■ WHAT IS BEING ASKED:
Return the stretch of the court opinion below from "Appeal from the" through "section 602.9206 (2013).", copied word for word.

■ TEXT PROVIDED:
STATE OF IOWA, PLAINTIFF-APPELLEE,
v.
TREVOR JEROME ABBEY, DEFENDANT-APPELLANT.



Appeal from the Iowa District Court for Polk County, William A. Price, District Associate Judge.

The opinion of the court was delivered by: Mahan, S.J.

Defendant appeals his conviction for operating while intoxicated, first offense. AFFIRMED.

Considered by Tabor, P.J., Mullins, J., and Mahan, S.J.* *Senior judge assigned by order pursuant to Iowa Code section 602.9206 (2013).

I. Background Facts & Proceedings.

On August 21, 2010, at about 11:30 p.m., Officer Colin Boone was on routine patrol in Des Moines when he noticed a vehicle fail to stop at a stoplight. He pulled behind the vehicle and observed it was traveling forty-five miles per hour in a thirty-mile-per-hour zone and it failed to obey another traffic control device. He stopped the vehicle, which was driven by Trevor Abbey. Abbey did not have a valid driver's license.*fn1

The officer, a drug recognition expert, observed Abbey had signs of alcohol or drug use. Abbey had bloodshot, watery eyes; he was restless or fidgety and moving around a lot; he mumbled, had a slow kind of slurred speech; and he smelled of alcohol. The officer looked inside Abbey's mouth and saw he had heat bumps and a green film on his tongue, which he believed could be consistent with marijuana usage.

Abbey failed the horizontal gaze nystagmus test and the Romberg test. Although Abbey's preliminary breath test (PBT) showed a blood alcohol level of .067, the officer felt the result was inconsistent with Abbey's level of impairment.

■ Object position labeling records:
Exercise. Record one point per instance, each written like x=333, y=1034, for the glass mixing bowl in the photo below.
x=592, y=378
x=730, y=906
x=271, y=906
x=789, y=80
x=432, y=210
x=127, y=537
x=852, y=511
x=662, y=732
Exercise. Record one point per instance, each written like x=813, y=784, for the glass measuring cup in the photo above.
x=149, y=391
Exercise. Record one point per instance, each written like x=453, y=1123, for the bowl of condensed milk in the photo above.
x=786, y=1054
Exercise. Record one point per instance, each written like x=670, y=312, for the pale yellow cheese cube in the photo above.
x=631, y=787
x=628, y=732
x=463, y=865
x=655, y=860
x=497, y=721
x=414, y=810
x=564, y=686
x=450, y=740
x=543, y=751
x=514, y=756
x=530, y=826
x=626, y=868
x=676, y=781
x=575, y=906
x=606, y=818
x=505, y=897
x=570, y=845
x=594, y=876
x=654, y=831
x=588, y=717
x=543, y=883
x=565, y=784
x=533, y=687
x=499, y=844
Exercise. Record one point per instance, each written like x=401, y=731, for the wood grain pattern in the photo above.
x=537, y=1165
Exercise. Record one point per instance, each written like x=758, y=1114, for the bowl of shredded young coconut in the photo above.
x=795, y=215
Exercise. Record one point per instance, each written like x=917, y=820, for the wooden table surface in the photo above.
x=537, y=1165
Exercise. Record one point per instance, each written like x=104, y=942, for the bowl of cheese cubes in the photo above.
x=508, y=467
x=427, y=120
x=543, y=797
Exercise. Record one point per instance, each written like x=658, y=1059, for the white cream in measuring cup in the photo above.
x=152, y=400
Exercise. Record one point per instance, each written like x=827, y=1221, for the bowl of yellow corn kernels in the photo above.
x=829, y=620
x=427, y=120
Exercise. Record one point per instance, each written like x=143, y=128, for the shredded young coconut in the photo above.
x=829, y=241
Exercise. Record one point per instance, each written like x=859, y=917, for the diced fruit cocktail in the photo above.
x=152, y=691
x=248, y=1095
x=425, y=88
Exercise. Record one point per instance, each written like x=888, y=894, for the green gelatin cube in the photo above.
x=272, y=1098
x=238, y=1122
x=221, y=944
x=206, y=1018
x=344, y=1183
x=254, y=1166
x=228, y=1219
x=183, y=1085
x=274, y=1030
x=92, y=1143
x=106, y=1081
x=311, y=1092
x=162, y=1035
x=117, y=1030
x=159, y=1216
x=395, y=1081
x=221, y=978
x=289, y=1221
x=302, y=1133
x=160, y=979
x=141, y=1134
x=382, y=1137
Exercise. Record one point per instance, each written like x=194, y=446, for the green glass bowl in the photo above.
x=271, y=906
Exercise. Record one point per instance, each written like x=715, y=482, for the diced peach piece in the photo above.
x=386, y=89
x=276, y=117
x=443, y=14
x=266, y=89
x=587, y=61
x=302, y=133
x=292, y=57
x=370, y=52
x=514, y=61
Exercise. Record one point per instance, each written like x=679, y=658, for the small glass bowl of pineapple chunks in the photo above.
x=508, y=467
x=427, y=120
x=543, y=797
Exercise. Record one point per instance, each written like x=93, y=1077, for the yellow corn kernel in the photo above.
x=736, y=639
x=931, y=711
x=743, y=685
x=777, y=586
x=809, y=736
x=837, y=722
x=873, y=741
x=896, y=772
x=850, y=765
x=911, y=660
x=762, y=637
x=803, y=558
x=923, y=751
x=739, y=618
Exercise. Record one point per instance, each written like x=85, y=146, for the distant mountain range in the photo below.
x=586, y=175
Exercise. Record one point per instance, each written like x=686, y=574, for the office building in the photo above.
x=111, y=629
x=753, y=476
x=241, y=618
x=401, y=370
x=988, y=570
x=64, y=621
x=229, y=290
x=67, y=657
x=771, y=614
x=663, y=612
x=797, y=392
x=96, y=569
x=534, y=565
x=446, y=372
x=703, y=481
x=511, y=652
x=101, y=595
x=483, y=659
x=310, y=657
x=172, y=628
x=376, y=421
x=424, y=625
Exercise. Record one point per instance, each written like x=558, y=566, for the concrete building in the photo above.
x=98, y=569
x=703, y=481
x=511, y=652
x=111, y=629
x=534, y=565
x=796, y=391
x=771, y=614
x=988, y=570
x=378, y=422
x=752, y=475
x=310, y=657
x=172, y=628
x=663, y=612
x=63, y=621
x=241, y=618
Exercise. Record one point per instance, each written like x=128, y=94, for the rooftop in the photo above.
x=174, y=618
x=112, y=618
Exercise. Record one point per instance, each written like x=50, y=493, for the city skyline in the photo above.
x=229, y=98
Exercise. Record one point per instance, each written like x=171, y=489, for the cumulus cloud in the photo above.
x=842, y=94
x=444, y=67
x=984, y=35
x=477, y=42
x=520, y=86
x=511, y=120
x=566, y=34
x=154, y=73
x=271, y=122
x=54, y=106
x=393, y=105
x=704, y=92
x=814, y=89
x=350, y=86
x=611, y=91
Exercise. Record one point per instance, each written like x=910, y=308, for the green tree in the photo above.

■ PROBLEM SOLUTION:
Appeal from the Iowa District Court for Polk County, William A. Price, District Associate Judge.

The opinion of the court was delivered by: Mahan, S.J.

Defendant appeals his conviction for operating while intoxicated, first offense. AFFIRMED.

Considered by Tabor, P.J., Mullins, J., and Mahan, S.J.* *Senior judge assigned by order pursuant to Iowa Code section 602.9206 (2013).